Saved data entries
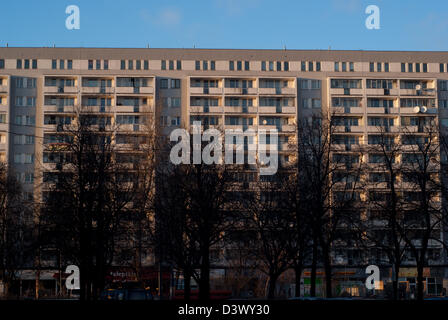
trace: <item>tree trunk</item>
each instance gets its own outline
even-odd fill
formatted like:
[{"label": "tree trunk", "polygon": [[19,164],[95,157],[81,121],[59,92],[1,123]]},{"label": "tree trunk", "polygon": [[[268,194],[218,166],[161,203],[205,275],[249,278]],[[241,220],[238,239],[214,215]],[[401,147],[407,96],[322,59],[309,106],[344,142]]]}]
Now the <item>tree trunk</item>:
[{"label": "tree trunk", "polygon": [[300,297],[300,279],[302,277],[302,265],[298,265],[294,268],[295,282],[296,282],[296,292],[295,297]]},{"label": "tree trunk", "polygon": [[184,270],[184,299],[190,300],[191,297],[191,275],[188,270]]},{"label": "tree trunk", "polygon": [[317,269],[317,239],[313,239],[313,258],[311,261],[311,288],[310,296],[316,296],[316,269]]},{"label": "tree trunk", "polygon": [[332,292],[332,275],[331,275],[331,260],[328,250],[324,252],[324,267],[325,267],[325,293],[327,298],[333,297]]},{"label": "tree trunk", "polygon": [[268,284],[268,296],[267,298],[272,300],[275,298],[275,287],[277,285],[278,275],[271,274],[269,276],[269,284]]},{"label": "tree trunk", "polygon": [[199,281],[199,299],[210,299],[210,250],[208,246],[202,249],[201,277]]},{"label": "tree trunk", "polygon": [[423,286],[423,263],[417,262],[417,300],[423,301],[424,286]]},{"label": "tree trunk", "polygon": [[400,274],[400,263],[395,263],[395,272],[392,280],[393,299],[398,300],[398,276]]}]

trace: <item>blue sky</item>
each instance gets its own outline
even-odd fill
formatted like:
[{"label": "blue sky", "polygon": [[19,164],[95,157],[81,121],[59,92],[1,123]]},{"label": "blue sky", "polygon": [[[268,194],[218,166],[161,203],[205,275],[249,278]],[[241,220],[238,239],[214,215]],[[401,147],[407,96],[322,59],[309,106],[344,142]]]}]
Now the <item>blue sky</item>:
[{"label": "blue sky", "polygon": [[[65,8],[80,8],[67,30]],[[379,30],[365,27],[368,5]],[[8,0],[0,46],[448,50],[446,0]]]}]

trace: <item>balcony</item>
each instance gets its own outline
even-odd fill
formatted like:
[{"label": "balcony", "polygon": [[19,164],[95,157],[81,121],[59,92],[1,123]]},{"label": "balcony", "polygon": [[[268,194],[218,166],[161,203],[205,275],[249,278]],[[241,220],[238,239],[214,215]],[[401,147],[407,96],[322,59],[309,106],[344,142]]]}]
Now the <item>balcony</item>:
[{"label": "balcony", "polygon": [[293,124],[261,124],[258,126],[259,130],[277,130],[278,132],[295,132],[296,126]]},{"label": "balcony", "polygon": [[364,132],[364,127],[363,126],[335,126],[335,133],[343,133],[343,132],[362,133],[362,132]]},{"label": "balcony", "polygon": [[88,113],[111,113],[112,106],[82,106],[82,112]]},{"label": "balcony", "polygon": [[435,89],[400,89],[401,96],[426,96],[431,97],[436,95]]},{"label": "balcony", "polygon": [[210,94],[210,95],[221,95],[222,88],[216,87],[190,87],[190,95],[195,94]]},{"label": "balcony", "polygon": [[364,114],[364,108],[361,107],[331,107],[335,114]]},{"label": "balcony", "polygon": [[86,94],[111,94],[114,93],[113,87],[82,87],[82,93]]},{"label": "balcony", "polygon": [[44,93],[65,93],[65,94],[77,94],[78,93],[78,87],[58,87],[58,86],[51,86],[51,87],[44,87]]},{"label": "balcony", "polygon": [[0,123],[0,131],[8,131],[8,124],[7,123]]},{"label": "balcony", "polygon": [[117,94],[154,94],[153,87],[116,87]]},{"label": "balcony", "polygon": [[44,113],[74,113],[74,106],[50,106],[44,105]]},{"label": "balcony", "polygon": [[123,113],[139,113],[139,112],[152,112],[153,108],[152,106],[148,105],[139,105],[139,106],[123,106],[123,105],[117,105],[115,106],[116,112],[123,112]]},{"label": "balcony", "polygon": [[368,107],[368,114],[398,114],[398,108]]},{"label": "balcony", "polygon": [[366,89],[366,94],[368,96],[397,96],[398,95],[398,89]]},{"label": "balcony", "polygon": [[255,125],[250,125],[250,124],[226,124],[225,125],[225,129],[230,129],[230,130],[242,130],[242,131],[246,131],[248,129],[253,130],[254,132],[257,131],[257,126]]},{"label": "balcony", "polygon": [[257,113],[257,107],[225,106],[224,110],[226,113]]},{"label": "balcony", "polygon": [[8,92],[8,86],[6,85],[0,86],[0,92]]},{"label": "balcony", "polygon": [[397,133],[400,131],[399,126],[367,126],[367,132],[369,133]]},{"label": "balcony", "polygon": [[220,106],[190,106],[191,113],[223,113],[224,108]]},{"label": "balcony", "polygon": [[257,88],[224,88],[224,93],[228,95],[256,95]]},{"label": "balcony", "polygon": [[283,107],[283,106],[262,106],[258,108],[260,113],[287,113],[295,114],[296,107]]},{"label": "balcony", "polygon": [[335,96],[361,96],[363,89],[360,88],[330,88],[330,95]]},{"label": "balcony", "polygon": [[259,94],[265,94],[265,95],[295,95],[297,93],[296,88],[258,88]]}]

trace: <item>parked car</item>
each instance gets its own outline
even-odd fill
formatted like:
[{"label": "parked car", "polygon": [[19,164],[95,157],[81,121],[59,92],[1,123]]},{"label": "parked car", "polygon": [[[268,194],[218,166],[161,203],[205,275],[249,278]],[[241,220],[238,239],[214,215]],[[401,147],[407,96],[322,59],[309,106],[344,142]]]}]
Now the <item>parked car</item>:
[{"label": "parked car", "polygon": [[106,289],[101,294],[102,300],[153,300],[151,291],[146,289]]}]

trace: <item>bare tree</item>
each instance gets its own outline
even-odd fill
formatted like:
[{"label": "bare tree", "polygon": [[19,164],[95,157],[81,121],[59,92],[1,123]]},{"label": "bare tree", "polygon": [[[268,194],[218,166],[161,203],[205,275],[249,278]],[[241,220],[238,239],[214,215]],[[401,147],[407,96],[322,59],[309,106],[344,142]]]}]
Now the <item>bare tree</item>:
[{"label": "bare tree", "polygon": [[[334,116],[314,116],[297,126],[297,172],[301,207],[311,232],[311,296],[316,293],[319,255],[325,269],[326,295],[332,296],[332,246],[343,218],[360,200],[358,181],[362,168],[362,150],[345,145],[339,158],[334,155],[337,123]],[[340,179],[333,180],[334,175]],[[344,183],[340,183],[343,181]],[[337,185],[339,183],[339,185]]]},{"label": "bare tree", "polygon": [[0,276],[6,296],[16,272],[32,254],[31,239],[26,238],[32,228],[29,214],[20,183],[7,165],[0,163]]},{"label": "bare tree", "polygon": [[152,181],[148,153],[120,152],[114,143],[118,128],[92,120],[79,114],[77,123],[61,130],[65,142],[47,145],[44,153],[56,162],[44,181],[45,238],[79,264],[81,299],[87,300],[104,288],[117,250],[127,242],[120,237],[143,221],[147,206],[137,210],[137,204],[147,201]]}]

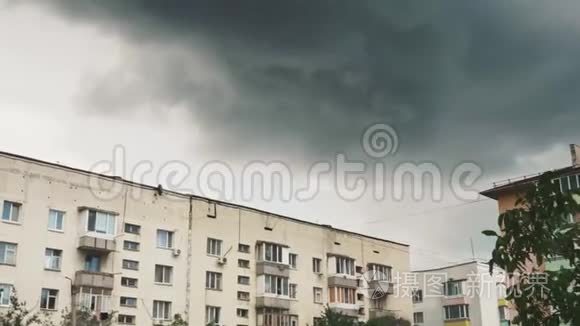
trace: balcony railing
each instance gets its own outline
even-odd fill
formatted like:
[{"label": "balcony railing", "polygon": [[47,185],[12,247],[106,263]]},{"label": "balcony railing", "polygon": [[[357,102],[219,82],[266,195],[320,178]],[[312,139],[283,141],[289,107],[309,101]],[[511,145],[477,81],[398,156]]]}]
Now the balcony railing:
[{"label": "balcony railing", "polygon": [[79,238],[78,249],[86,251],[96,251],[102,253],[109,253],[115,251],[116,242],[112,239],[103,239],[84,235]]},{"label": "balcony railing", "polygon": [[110,273],[77,271],[75,273],[75,287],[90,287],[113,289],[115,277]]}]

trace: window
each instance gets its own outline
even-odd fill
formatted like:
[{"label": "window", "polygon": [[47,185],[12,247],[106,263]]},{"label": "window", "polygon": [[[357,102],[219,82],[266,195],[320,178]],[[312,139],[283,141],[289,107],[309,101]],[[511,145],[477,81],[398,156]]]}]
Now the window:
[{"label": "window", "polygon": [[123,241],[123,249],[129,251],[139,251],[139,242],[125,240]]},{"label": "window", "polygon": [[250,277],[238,275],[238,284],[250,285]]},{"label": "window", "polygon": [[250,292],[238,291],[238,300],[250,301]]},{"label": "window", "polygon": [[135,325],[135,316],[133,315],[119,315],[117,318],[119,324]]},{"label": "window", "polygon": [[121,286],[125,286],[128,288],[136,288],[137,287],[137,279],[132,277],[121,277]]},{"label": "window", "polygon": [[322,303],[322,288],[314,288],[314,303]]},{"label": "window", "polygon": [[353,288],[330,287],[328,288],[328,296],[330,302],[356,303],[356,289]]},{"label": "window", "polygon": [[78,293],[80,306],[92,312],[109,311],[111,290],[87,287]]},{"label": "window", "polygon": [[219,324],[220,310],[220,307],[205,306],[205,324]]},{"label": "window", "polygon": [[250,268],[250,261],[245,259],[238,259],[238,267]]},{"label": "window", "polygon": [[17,245],[9,242],[0,242],[0,264],[16,265]]},{"label": "window", "polygon": [[157,248],[173,248],[173,232],[166,230],[157,230]]},{"label": "window", "polygon": [[422,312],[413,313],[413,324],[423,324],[425,321],[423,319]]},{"label": "window", "polygon": [[283,261],[282,246],[273,243],[265,243],[264,248],[264,260],[274,263],[281,263]]},{"label": "window", "polygon": [[60,271],[62,250],[46,248],[44,250],[44,268]]},{"label": "window", "polygon": [[155,265],[155,283],[173,283],[173,267],[165,265]]},{"label": "window", "polygon": [[288,262],[290,264],[290,267],[292,268],[296,268],[296,262],[298,260],[298,255],[297,254],[289,254],[288,255]]},{"label": "window", "polygon": [[348,257],[336,258],[336,274],[354,275],[354,259]]},{"label": "window", "polygon": [[123,268],[138,271],[139,270],[139,262],[135,261],[135,260],[123,259]]},{"label": "window", "polygon": [[240,309],[236,310],[236,315],[240,318],[248,318],[248,309]]},{"label": "window", "polygon": [[51,231],[64,230],[64,212],[54,209],[48,211],[48,229]]},{"label": "window", "polygon": [[141,234],[141,226],[137,224],[125,223],[125,233]]},{"label": "window", "polygon": [[560,185],[560,190],[562,192],[576,190],[580,187],[580,183],[578,181],[579,175],[567,175],[555,179],[555,183]]},{"label": "window", "polygon": [[265,291],[277,295],[288,296],[288,278],[275,275],[265,275]]},{"label": "window", "polygon": [[314,273],[322,273],[321,265],[322,265],[322,259],[312,258],[312,271]]},{"label": "window", "polygon": [[445,320],[469,318],[469,305],[458,304],[443,307]]},{"label": "window", "polygon": [[222,289],[222,273],[205,272],[205,287],[212,290]]},{"label": "window", "polygon": [[463,281],[449,281],[445,283],[445,295],[454,296],[463,294]]},{"label": "window", "polygon": [[40,294],[40,309],[56,310],[58,290],[42,289]]},{"label": "window", "polygon": [[238,244],[238,251],[239,252],[243,252],[245,254],[250,253],[250,246],[248,246],[247,244]]},{"label": "window", "polygon": [[391,281],[391,271],[390,266],[369,264],[369,272],[371,272],[373,281]]},{"label": "window", "polygon": [[85,257],[85,271],[100,272],[101,256],[87,255]]},{"label": "window", "polygon": [[153,319],[170,320],[171,319],[171,302],[153,301]]},{"label": "window", "polygon": [[21,207],[22,205],[19,203],[5,200],[2,210],[2,221],[18,223],[20,220]]},{"label": "window", "polygon": [[413,290],[413,303],[423,302],[423,290]]},{"label": "window", "polygon": [[120,305],[123,307],[137,307],[137,298],[133,297],[121,297]]},{"label": "window", "polygon": [[115,215],[90,209],[87,231],[115,235]]},{"label": "window", "polygon": [[290,298],[296,299],[296,290],[298,288],[298,285],[296,285],[294,283],[290,283],[290,285],[288,285],[288,287],[290,289]]},{"label": "window", "polygon": [[207,238],[207,254],[212,256],[222,255],[222,241],[212,238]]},{"label": "window", "polygon": [[9,306],[12,296],[12,285],[0,284],[0,306]]}]

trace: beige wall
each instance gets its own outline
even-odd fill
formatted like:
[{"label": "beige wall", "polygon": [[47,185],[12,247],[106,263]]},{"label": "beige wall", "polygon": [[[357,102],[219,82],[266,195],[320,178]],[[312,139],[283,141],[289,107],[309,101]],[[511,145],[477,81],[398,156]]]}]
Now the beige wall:
[{"label": "beige wall", "polygon": [[[110,184],[111,179],[104,180],[105,186]],[[312,325],[313,317],[319,316],[324,308],[322,304],[313,303],[313,287],[323,288],[327,299],[329,275],[326,261],[329,253],[354,258],[358,266],[379,263],[392,266],[395,273],[409,271],[409,250],[404,245],[223,203],[217,205],[216,218],[209,218],[207,199],[170,192],[158,195],[152,188],[137,191],[139,188],[126,184],[124,187],[127,193],[111,200],[100,200],[89,189],[85,173],[0,155],[0,201],[22,203],[20,224],[0,223],[0,241],[18,244],[16,266],[0,265],[0,283],[13,284],[19,296],[30,306],[37,306],[42,287],[58,289],[58,309],[67,307],[70,304],[70,283],[65,277],[73,277],[83,268],[85,255],[77,250],[79,236],[84,230],[78,210],[81,206],[118,213],[117,251],[107,255],[102,271],[115,274],[113,310],[136,315],[138,325],[151,324],[149,316],[153,300],[171,301],[173,313],[186,312],[189,300],[190,325],[204,323],[206,305],[221,307],[224,325],[256,325],[255,250],[258,241],[283,243],[289,246],[289,252],[298,255],[297,268],[290,271],[290,283],[298,284],[297,299],[291,303],[290,314],[299,316],[299,325]],[[139,196],[133,196],[135,193]],[[191,243],[188,242],[190,204]],[[63,233],[47,230],[50,208],[66,212]],[[124,234],[123,222],[140,225],[141,234]],[[265,230],[266,226],[272,231]],[[156,247],[157,229],[175,230],[175,247],[181,249],[179,256],[175,257],[171,250]],[[223,241],[222,252],[231,248],[226,255],[227,264],[218,265],[216,257],[206,254],[208,237]],[[139,242],[140,251],[123,250],[123,240]],[[250,245],[250,254],[238,252],[238,243]],[[44,270],[45,248],[63,250],[60,272]],[[188,253],[191,255],[190,265]],[[323,259],[324,275],[312,272],[313,257]],[[139,271],[122,269],[122,259],[139,261]],[[250,260],[250,269],[239,268],[238,259]],[[172,286],[154,284],[155,264],[174,267]],[[205,289],[206,271],[223,273],[222,291]],[[250,285],[238,285],[238,275],[249,276]],[[138,278],[139,287],[121,287],[121,276]],[[249,292],[250,301],[237,300],[238,290]],[[119,296],[125,295],[139,299],[137,309],[119,307]],[[361,304],[366,306],[366,315],[362,316],[365,319],[368,317],[368,299],[365,297]],[[236,317],[236,308],[248,309],[249,318]],[[411,318],[412,304],[408,297],[389,297],[386,308]]]}]

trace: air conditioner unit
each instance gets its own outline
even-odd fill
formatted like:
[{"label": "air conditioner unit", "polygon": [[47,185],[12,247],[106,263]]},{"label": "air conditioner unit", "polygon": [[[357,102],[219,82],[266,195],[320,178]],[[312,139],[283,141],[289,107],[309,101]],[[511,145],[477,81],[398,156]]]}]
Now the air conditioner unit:
[{"label": "air conditioner unit", "polygon": [[173,249],[173,256],[177,257],[181,255],[181,249]]},{"label": "air conditioner unit", "polygon": [[228,262],[228,259],[226,257],[220,257],[217,260],[218,265],[225,265]]}]

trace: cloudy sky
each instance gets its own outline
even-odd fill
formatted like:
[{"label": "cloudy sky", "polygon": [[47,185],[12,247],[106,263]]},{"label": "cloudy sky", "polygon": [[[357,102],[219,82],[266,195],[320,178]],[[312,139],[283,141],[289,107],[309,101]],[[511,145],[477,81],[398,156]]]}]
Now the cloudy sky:
[{"label": "cloudy sky", "polygon": [[[0,151],[88,169],[121,145],[127,171],[191,175],[280,161],[299,184],[337,153],[430,162],[440,201],[346,201],[331,177],[314,200],[233,200],[409,243],[416,268],[470,258],[470,239],[485,258],[495,202],[456,198],[449,176],[475,162],[483,190],[569,165],[579,16],[573,0],[0,0]],[[360,145],[376,123],[398,136],[381,159]]]}]

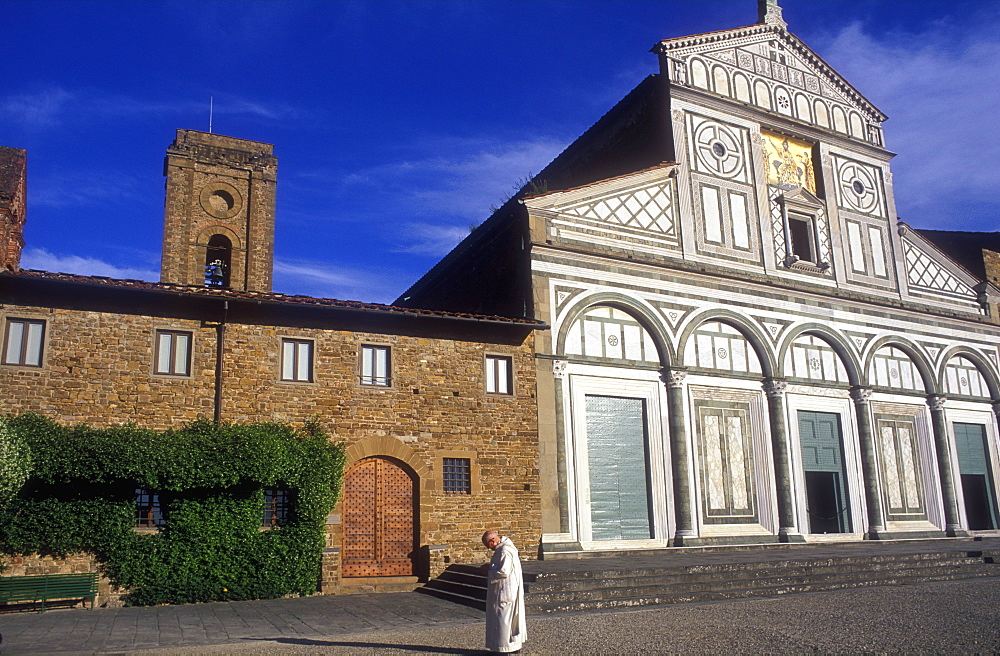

Your task: Across the data, pull every line containing the string "trace".

Task output:
trace: <item>tree trunk</item>
trace: <item>blue sky</item>
trace: <item>balcony</item>
trace: <item>parked car</item>
trace: <item>bare tree</item>
trace: balcony railing
trace: window
trace: beige wall
trace: air conditioner unit
trace: cloudy sky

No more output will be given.